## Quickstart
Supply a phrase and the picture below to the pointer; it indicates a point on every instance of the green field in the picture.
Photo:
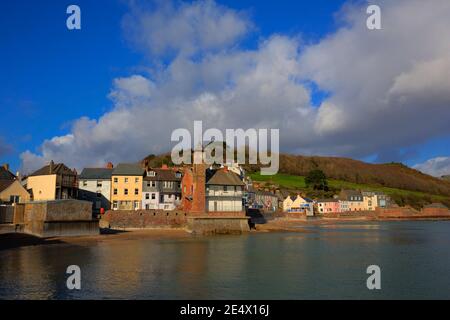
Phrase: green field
(297, 183)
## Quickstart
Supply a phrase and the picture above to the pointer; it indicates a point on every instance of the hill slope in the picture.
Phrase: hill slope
(393, 175)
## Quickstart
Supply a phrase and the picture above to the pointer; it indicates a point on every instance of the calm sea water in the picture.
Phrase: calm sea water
(329, 262)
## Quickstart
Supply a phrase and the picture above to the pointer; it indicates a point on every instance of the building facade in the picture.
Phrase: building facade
(328, 206)
(162, 188)
(94, 185)
(224, 191)
(352, 200)
(126, 186)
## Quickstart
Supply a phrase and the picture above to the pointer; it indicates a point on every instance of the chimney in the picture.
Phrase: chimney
(50, 166)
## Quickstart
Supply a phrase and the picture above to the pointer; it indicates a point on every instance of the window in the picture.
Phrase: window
(14, 199)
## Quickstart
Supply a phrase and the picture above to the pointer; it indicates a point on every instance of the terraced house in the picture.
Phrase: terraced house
(162, 188)
(126, 186)
(224, 191)
(53, 182)
(94, 185)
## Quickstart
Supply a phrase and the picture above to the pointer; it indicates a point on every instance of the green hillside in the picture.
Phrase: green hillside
(402, 197)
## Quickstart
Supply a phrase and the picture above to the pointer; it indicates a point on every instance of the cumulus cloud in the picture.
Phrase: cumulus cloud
(438, 167)
(388, 89)
(186, 28)
(5, 148)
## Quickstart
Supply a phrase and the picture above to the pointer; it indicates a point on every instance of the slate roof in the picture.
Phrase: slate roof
(6, 174)
(96, 173)
(163, 175)
(223, 178)
(128, 169)
(436, 206)
(58, 168)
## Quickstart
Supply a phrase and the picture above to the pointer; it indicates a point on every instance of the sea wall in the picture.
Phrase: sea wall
(59, 218)
(143, 219)
(217, 225)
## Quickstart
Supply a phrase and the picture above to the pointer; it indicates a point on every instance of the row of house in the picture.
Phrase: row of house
(139, 187)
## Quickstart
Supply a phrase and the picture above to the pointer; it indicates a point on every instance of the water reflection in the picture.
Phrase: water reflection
(329, 263)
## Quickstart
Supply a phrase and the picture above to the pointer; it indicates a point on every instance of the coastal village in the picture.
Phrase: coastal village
(136, 195)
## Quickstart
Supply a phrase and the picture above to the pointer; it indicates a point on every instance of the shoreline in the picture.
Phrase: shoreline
(15, 240)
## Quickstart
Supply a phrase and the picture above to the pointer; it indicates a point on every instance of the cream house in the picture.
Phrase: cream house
(11, 191)
(53, 182)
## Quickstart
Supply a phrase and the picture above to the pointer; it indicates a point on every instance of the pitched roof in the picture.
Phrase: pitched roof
(6, 174)
(4, 184)
(96, 173)
(128, 169)
(163, 175)
(223, 177)
(57, 168)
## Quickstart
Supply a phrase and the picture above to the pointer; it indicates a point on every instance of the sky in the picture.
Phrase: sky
(115, 90)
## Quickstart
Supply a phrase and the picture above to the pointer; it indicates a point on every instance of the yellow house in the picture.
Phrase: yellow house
(11, 191)
(53, 182)
(287, 204)
(370, 200)
(126, 186)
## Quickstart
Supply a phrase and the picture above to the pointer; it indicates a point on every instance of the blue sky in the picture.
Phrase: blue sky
(50, 76)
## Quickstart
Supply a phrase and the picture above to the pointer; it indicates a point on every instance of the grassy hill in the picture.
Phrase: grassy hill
(405, 185)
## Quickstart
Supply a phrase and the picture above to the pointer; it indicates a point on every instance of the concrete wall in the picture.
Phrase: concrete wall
(143, 219)
(217, 225)
(6, 214)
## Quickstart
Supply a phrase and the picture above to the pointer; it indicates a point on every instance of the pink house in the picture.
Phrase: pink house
(328, 206)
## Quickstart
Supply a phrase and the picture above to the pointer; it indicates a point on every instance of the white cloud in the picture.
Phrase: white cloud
(388, 89)
(438, 167)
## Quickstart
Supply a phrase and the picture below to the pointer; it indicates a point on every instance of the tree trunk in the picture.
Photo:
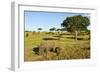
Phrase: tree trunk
(76, 35)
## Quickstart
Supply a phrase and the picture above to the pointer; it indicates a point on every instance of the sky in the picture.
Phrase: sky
(46, 20)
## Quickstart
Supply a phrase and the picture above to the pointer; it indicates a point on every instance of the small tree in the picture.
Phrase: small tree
(39, 29)
(52, 29)
(76, 24)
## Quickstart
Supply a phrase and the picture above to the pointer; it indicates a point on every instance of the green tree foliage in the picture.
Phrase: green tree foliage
(76, 24)
(39, 29)
(52, 29)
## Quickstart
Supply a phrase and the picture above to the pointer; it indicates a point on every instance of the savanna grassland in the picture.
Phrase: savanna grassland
(72, 49)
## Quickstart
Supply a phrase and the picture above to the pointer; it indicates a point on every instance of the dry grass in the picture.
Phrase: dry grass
(72, 49)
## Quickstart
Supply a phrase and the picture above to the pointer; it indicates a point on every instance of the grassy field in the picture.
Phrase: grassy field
(79, 49)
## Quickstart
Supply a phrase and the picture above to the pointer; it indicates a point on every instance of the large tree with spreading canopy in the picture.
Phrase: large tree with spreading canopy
(76, 24)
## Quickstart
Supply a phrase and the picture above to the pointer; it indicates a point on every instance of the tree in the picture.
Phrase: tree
(52, 29)
(76, 24)
(39, 29)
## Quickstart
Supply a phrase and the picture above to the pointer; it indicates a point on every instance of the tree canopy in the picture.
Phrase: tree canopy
(76, 23)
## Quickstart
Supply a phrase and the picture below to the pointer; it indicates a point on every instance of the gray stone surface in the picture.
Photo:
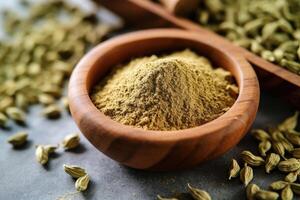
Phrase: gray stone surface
(23, 178)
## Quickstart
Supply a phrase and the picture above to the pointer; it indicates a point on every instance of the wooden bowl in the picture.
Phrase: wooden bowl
(161, 150)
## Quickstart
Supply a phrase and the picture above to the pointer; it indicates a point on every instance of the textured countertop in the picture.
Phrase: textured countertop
(22, 178)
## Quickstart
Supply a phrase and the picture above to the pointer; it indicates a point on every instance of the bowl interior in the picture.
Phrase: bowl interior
(122, 53)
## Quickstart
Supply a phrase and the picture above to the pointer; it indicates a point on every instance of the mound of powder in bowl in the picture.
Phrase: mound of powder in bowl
(171, 92)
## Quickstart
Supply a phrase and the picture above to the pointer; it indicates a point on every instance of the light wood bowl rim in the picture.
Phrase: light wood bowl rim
(80, 73)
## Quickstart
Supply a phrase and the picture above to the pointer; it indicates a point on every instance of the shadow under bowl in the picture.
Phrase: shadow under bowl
(161, 150)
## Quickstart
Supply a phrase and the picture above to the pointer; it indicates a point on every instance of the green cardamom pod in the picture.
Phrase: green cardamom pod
(246, 174)
(41, 155)
(198, 194)
(162, 198)
(65, 103)
(71, 141)
(82, 183)
(260, 134)
(278, 185)
(18, 139)
(287, 145)
(74, 170)
(296, 188)
(287, 193)
(52, 111)
(234, 169)
(289, 165)
(266, 195)
(264, 147)
(268, 55)
(16, 114)
(271, 162)
(251, 190)
(292, 176)
(289, 123)
(278, 148)
(251, 159)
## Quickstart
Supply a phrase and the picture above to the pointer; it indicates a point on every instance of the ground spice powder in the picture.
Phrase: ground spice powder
(176, 91)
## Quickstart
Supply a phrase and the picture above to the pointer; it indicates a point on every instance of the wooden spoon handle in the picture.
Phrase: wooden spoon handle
(180, 7)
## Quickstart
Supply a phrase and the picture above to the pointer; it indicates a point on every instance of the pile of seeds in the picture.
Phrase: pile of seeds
(269, 28)
(39, 53)
(278, 148)
(43, 152)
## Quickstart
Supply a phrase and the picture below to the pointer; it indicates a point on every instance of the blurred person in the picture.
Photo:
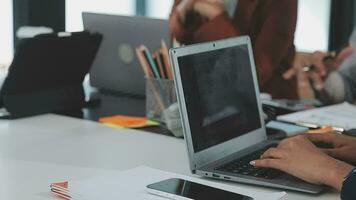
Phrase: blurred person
(333, 81)
(270, 24)
(332, 165)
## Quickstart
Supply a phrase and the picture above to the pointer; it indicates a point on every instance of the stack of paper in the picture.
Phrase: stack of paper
(340, 115)
(132, 185)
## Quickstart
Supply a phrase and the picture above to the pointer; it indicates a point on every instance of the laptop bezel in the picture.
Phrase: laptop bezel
(220, 151)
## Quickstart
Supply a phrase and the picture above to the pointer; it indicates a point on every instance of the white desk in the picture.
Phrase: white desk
(37, 151)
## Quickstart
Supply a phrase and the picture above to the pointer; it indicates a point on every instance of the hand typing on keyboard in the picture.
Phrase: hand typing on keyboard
(299, 157)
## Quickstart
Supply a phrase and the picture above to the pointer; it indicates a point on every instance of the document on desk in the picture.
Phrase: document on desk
(132, 184)
(341, 115)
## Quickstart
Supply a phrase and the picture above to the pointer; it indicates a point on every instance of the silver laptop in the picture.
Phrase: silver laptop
(217, 91)
(116, 67)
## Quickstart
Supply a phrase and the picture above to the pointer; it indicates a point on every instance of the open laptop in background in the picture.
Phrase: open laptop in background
(218, 95)
(47, 73)
(116, 67)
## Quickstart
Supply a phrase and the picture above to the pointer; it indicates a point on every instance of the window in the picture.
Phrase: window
(313, 25)
(159, 8)
(312, 29)
(74, 9)
(6, 37)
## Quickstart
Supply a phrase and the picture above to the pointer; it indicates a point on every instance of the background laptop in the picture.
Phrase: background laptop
(222, 119)
(116, 67)
(47, 73)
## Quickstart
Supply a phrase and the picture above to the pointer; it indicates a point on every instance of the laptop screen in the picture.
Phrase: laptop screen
(220, 95)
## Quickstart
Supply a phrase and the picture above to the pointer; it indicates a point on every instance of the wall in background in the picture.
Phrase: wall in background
(6, 38)
(313, 25)
(74, 8)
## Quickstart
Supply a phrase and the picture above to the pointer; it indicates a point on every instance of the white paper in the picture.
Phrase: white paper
(132, 185)
(340, 115)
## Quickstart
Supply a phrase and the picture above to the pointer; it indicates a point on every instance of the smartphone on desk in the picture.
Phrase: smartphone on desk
(179, 189)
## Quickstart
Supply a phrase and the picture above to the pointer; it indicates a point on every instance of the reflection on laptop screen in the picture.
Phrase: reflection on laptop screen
(220, 95)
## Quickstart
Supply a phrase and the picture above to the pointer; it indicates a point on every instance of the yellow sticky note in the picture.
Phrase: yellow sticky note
(121, 121)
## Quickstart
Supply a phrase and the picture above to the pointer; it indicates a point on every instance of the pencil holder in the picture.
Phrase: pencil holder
(160, 95)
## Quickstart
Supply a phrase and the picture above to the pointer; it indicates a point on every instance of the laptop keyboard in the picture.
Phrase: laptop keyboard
(242, 166)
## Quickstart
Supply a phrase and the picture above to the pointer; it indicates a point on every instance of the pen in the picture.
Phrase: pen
(315, 126)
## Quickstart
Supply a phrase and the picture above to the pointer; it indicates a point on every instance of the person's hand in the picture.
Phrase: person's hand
(338, 146)
(322, 67)
(301, 158)
(184, 7)
(209, 8)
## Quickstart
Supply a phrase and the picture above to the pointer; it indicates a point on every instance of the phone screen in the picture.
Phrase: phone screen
(194, 191)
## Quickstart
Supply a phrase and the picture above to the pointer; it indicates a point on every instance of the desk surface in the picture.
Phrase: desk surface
(37, 151)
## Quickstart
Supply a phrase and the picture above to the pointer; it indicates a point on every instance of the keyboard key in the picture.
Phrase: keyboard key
(242, 166)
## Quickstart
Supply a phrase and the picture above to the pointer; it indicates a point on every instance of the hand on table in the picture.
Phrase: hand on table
(299, 157)
(340, 147)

#### Task to complete:
Say how many lines of the data include the string "below". Nothing other than the number should be given.

#### Written reply:
4